━━━━━ DATA TO USE ━━━━━

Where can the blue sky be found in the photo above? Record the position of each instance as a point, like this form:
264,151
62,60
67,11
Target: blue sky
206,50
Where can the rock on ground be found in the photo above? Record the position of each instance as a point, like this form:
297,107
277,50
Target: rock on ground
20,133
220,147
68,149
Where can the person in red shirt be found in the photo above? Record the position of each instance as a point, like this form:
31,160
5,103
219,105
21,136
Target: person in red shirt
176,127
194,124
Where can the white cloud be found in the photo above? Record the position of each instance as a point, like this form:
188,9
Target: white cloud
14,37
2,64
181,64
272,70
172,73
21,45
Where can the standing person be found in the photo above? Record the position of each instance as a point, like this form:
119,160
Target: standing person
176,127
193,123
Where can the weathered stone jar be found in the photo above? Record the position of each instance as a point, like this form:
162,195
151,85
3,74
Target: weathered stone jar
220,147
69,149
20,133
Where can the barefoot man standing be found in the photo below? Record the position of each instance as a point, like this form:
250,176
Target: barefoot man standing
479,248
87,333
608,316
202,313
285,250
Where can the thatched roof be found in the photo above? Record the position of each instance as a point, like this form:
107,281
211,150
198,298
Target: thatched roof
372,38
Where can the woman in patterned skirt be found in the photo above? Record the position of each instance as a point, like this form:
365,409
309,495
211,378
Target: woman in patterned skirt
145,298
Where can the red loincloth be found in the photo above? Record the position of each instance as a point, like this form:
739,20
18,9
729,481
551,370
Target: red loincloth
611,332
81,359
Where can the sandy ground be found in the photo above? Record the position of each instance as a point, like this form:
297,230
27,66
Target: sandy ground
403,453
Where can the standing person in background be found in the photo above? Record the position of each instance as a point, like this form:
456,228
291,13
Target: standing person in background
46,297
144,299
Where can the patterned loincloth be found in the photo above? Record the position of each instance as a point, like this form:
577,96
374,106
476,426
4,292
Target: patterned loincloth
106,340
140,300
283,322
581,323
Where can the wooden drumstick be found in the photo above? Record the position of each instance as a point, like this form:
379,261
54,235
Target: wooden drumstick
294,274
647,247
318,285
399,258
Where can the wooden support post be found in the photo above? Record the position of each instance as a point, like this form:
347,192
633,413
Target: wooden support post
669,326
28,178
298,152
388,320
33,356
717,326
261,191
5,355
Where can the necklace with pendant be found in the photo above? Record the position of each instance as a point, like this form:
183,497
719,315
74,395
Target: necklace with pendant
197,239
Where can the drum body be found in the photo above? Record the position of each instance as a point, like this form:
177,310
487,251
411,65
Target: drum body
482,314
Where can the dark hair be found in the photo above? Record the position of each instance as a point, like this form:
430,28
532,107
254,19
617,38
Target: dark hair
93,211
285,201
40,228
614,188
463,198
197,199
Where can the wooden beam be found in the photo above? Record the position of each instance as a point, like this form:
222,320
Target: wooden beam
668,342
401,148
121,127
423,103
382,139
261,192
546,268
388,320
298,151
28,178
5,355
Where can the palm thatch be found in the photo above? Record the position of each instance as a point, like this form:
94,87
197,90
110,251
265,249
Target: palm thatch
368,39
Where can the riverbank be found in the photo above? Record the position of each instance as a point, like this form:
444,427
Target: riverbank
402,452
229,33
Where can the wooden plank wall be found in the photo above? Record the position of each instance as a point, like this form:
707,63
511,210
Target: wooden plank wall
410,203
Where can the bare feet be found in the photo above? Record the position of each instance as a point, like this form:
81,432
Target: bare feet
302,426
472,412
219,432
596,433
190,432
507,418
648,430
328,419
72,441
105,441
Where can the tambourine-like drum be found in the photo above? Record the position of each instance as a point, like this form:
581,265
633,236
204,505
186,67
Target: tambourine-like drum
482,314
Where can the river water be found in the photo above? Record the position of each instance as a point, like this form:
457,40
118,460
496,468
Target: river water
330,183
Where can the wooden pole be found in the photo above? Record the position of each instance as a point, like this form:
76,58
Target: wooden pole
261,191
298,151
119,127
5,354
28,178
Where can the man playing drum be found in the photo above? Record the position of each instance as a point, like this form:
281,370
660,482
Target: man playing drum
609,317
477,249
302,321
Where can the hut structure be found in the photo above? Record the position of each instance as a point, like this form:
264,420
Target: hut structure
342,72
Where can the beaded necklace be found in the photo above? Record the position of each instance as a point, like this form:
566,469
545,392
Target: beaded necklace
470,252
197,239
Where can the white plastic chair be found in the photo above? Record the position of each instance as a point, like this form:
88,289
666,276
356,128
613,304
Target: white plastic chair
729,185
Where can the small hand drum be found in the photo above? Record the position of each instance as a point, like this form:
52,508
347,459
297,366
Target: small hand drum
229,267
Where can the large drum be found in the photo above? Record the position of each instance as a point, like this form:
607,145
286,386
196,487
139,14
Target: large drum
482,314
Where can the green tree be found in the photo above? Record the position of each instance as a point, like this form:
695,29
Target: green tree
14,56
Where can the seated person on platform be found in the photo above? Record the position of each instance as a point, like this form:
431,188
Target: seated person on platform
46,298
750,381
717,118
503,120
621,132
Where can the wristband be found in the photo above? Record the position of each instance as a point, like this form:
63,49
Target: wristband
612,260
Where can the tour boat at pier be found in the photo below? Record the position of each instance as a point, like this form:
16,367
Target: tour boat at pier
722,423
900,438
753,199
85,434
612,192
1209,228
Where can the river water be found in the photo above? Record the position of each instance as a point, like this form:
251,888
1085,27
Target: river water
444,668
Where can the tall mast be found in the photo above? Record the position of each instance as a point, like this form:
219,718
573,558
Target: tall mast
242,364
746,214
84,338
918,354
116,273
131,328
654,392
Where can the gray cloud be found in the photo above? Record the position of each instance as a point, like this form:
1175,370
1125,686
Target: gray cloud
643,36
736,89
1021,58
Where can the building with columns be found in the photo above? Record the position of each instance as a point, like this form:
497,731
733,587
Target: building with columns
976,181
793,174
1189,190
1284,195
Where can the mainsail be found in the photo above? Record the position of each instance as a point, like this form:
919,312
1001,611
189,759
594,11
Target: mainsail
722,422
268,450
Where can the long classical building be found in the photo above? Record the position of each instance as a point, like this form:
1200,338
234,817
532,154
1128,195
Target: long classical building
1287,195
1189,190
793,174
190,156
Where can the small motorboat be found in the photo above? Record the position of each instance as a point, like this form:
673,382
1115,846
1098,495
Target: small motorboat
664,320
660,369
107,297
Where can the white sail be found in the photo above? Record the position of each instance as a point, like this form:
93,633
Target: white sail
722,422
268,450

━━━━━

Rewrite all of the records above, replacing "each instance" with "every instance" wherever it occurs and leaving everything else as it is.

● CORRECT ANSWER
Where can the blue sky be found in the photo above? Record the position of every instance as a point, like this form:
264,151
62,60
67,11
Target: blue sky
206,50
Where can the rock on ground be found in the photo above? Record the position of every instance as a point, like this form:
297,107
277,50
Target: rock on ground
20,133
220,147
68,149
Where can the person in red shirt be found in the photo above? Record the position of every instance as a point, like this form:
31,160
5,103
219,105
21,136
Target: person in red shirt
176,127
194,124
Where can the white cloud be found in the photo above? Record the position of every instance as a point, like this form:
188,9
Target: white cloud
14,37
2,64
181,64
272,70
172,73
21,45
Where can the standing person be found in the photo above? Record the position of every instance as a point, like this form:
119,160
Target: standing person
176,127
193,123
Where can the weathered stone jar be found in the photo above? Record the position of every instance as a point, like this form:
162,195
151,85
3,74
Target: weathered stone jar
220,147
69,149
20,133
Where can the barefoot man standing be found in the photo below? Record the position of every instance as a point, like this form:
250,176
Target: barefoot man standing
479,248
87,333
608,316
202,313
285,250
Where can the thatched roof be found in the photo above? Record the position of every instance as a point, like this form:
107,281
211,150
198,298
Target: thatched roof
372,38
Where can the woman in patterned skirt be found in the photo above? Record the position of every instance as a point, like this form:
365,409
309,495
211,378
Target: woman in patterned skirt
145,298
Where can the red loincloth be found in the photo above? Record the position of every instance as a point, like this form:
739,20
18,9
729,481
551,370
Target: red loincloth
611,332
81,359
Where can the sandy ground be found in the photo above? Record the position of every instance as a point, like this form:
297,230
27,66
Target: sandy ground
403,453
Where can the standing person in background be found in the photo above? Record the position of every instance as a point, like this form:
456,228
291,13
Target: standing person in background
46,297
144,299
Where can the patterned loincloth be found in the photo above? Record the position of every instance as a point, like this form:
577,96
374,106
476,426
4,292
Target: patterned loincloth
106,340
140,300
283,322
581,323
Where can the wooden drumstick be found in the photo above? Record the position of every instance as a point, like this form:
379,261
54,235
Target: wooden drumstick
294,274
647,247
318,285
399,258
Where can the wooden support post be found in the photo above? Record the position of every instance as a point, like this form:
347,192
633,413
Target: wooden support post
669,326
28,178
298,152
388,320
33,356
717,326
261,191
5,355
Where can the necklace with pendant be found in the photo above? Record the position of every instance as a point, like this form:
183,497
719,315
74,395
Target: necklace with pendant
197,239
Where can the drum body be found in the photo above? Record the position of every instance as a point, like this form:
177,310
487,251
411,65
Target: drum body
482,314
Where can the dark hair be found in the photo above? Record the position of every instance as a point, like this form:
430,28
532,107
254,19
617,38
Target: dark hair
93,211
285,201
40,228
614,188
463,198
197,199
Where can the wooden beam be found in the photo above? Record the position of every instance as a point, like this form:
222,320
Target: wooden beam
668,342
401,148
121,127
423,103
382,139
261,192
546,268
388,320
298,151
28,178
5,355
Where can the palm thatch be found in the photo above? Record the position of every instance as a point, like this form:
94,87
197,90
110,251
265,249
Target: palm thatch
368,39
Where can the riverbank be found in the photo above? Record the position of every instance as a point, like this form:
444,427
Target: riverbank
402,452
229,33
Where can the wooden plank wall be found in the photo above? Record the position of every instance as a point, like this form:
707,63
511,210
Target: wooden plank wall
410,203
Where can the bare feet be found in the photo above? Record the position of every instance as a point, like this form:
81,432
Target: bare feet
302,426
472,412
219,432
596,433
190,432
507,418
648,430
328,419
72,441
105,441
Where can the tambourine-like drum be found in the photo above? Record the position of every instance as a point, like this form:
581,265
633,236
204,505
186,67
Target: tambourine-like drum
482,314
Where can the river water be found in the photo above? Record the position of every instance as a point, like this form:
457,40
118,460
496,468
Target: river water
330,183
Where can the wooden pole be found in the photo above? Record the position of every instance as a point, like this form:
76,58
Target: wooden pole
261,191
298,151
119,127
5,354
28,178
Where can the man playing drum be found in the photo above? Record the position of every instance as a point, like this form:
281,370
660,482
Target: man playing drum
609,317
477,249
302,321
Where can the hut structure be found in the photo above? Record the position of every instance as a point, like this form:
264,420
Target: hut structure
342,72
Where can the beaded necklace be found in the photo above? Record the position of every instance as a point, like this form:
566,469
545,392
Target: beaded necklace
470,252
197,239
Where can the white plastic chair be found in the photo above? Record the position of every instance as a point, like this form:
88,289
666,276
356,128
613,304
Target: white plastic chair
729,185
Where can the small hand drum be found in the photo above? Record the position of every instance as a point, like this form:
52,508
347,459
297,366
Target: small hand drum
229,267
Where can the large drum be found in the photo above? Record the position of every instance as a point, like this form:
607,145
286,386
196,487
139,14
Target: large drum
482,314
Where can the green tree be found in the photo above? Record the position of every instance as a point, like this form:
695,29
Target: green tree
14,56
Where can the seated person on platform be found in the photo above? Record the position of every instance as a point, like this form:
431,188
Target: seated person on platform
46,298
750,381
717,118
503,120
621,132
Where can the wristband be found in the photo above? Record the position of every instance as a point, like this form:
63,49
Target: wristband
612,260
Where can the tour boat at pier be found in the photo below? Record the position of every instance as a point, like this form:
16,367
Target: tour boat at pier
722,423
900,438
753,199
85,434
612,192
1209,228
Where can the river water be found in the photo above? Record the position of every instance as a point, like this form:
251,888
1085,27
Target: river water
444,668
Where can the tall mast be found in the photo above? Record the position of every instance as a point, like this form:
219,718
573,558
Target: tall mast
242,364
746,214
84,338
918,354
116,273
131,328
654,392
Where can the gray cloud be found in the photo above? Record the position of every instance as a point, like this form:
1175,370
1125,686
Target: gray cloud
643,36
736,89
1021,58
Where can the building with columns be found in the photo above? Record the position of every instance as a point, like this form:
497,731
733,587
Target: building with columns
976,181
793,174
1189,190
1284,195
Where can the mainsail be found in the photo above? Record the position of every instance as a point, like this form:
919,312
1001,611
189,759
594,11
Target: mainsail
722,422
268,450
Where can the long classical building be found in the photo above? Record the position of every instance as a point, like this form:
1200,338
234,817
532,154
1128,195
Target: long classical building
1287,195
1189,190
793,174
190,156
Where can the small motorboat be found in the photo above? Record the position of every instance as a point, like this form:
673,382
1115,846
1098,495
Target: small motorboat
664,320
660,369
107,297
Where can the white sail be found in the photo above? Record the position of every instance as a point, like this form:
93,633
Target: white sail
722,422
268,450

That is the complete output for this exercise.